Así, si para el primer canal se programan músicas de Mantovani, Ray Conniff, Paul Mauriat, Vangelis, etc., en el segundo, anunciado como un «canal cantado de música agradable» (4), abunda la música latina, temas de baile, músicos como Joan Baez, Rolling Stones, Nirvana, Mocedades, Michael Jackson, Juan Luis Guerra, Rosana, Beatles, etc.
Si en los canales de música instrumental ésta se presenta siempre con un volumen muy discreto y de manera pretendidamente impersonal, la concepción de la música de primer plano, pensada sobre todo para establecimientos comerciales, es en cambio radicalmente diferente. Ya no se trata precisamente de una mera música de fondo, de una música tan sólo para ser oída sino también para ser escuchada. Por esta razón, no se rehúye la posibilidad de que los intérpretes sean identificados. En las programaciones de música de primer plano hallamos piezas originales ¯no meras versiones¯, música vocal o instrumental, el volumen sonoro es obviamente mayor que en el caso de la música de fondo, y la programación musical, lejos de ofrecerse de una manera impersonal, se presenta de manera «articulada» (5) con respecto a las características de los establecimientos comerciales en cuestión. En estos casos, hallamos, pues, una cierta correspondencia a nivel semántico entre el tipo de música programada y la oferta comercial en particular.

* _Material_
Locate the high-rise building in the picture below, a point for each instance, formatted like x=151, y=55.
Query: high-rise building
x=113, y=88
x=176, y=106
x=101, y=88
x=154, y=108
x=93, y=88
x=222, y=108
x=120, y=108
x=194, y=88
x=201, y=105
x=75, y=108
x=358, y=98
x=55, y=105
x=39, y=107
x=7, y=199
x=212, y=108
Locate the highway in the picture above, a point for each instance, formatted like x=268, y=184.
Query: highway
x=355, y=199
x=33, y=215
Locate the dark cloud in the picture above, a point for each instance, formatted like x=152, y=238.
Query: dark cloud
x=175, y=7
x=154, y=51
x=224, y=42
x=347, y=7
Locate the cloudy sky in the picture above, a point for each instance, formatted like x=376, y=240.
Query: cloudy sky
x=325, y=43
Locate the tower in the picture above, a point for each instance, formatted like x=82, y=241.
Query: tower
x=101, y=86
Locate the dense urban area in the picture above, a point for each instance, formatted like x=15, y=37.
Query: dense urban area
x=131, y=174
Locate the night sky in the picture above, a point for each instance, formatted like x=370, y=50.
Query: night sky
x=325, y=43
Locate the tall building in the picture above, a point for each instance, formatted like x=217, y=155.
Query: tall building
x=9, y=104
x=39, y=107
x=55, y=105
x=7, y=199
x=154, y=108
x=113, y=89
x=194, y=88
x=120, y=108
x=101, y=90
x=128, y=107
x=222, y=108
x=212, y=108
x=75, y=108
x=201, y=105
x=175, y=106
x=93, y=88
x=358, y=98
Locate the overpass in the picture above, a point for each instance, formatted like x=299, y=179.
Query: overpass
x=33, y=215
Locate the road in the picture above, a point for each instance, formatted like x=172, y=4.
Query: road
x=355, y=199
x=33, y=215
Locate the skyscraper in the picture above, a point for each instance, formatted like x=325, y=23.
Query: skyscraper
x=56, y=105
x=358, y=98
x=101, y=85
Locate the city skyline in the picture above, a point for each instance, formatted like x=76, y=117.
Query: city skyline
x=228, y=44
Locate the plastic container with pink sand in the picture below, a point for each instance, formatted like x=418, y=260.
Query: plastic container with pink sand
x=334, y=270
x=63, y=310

* _Requisitos_
Según el extracto, ¿para qué tipo de lugares está pensada sobre todo la música de primer plano? Los datos son material aparte, independiente del extracto.

* _Respuesta_
Para establecimientos comerciales.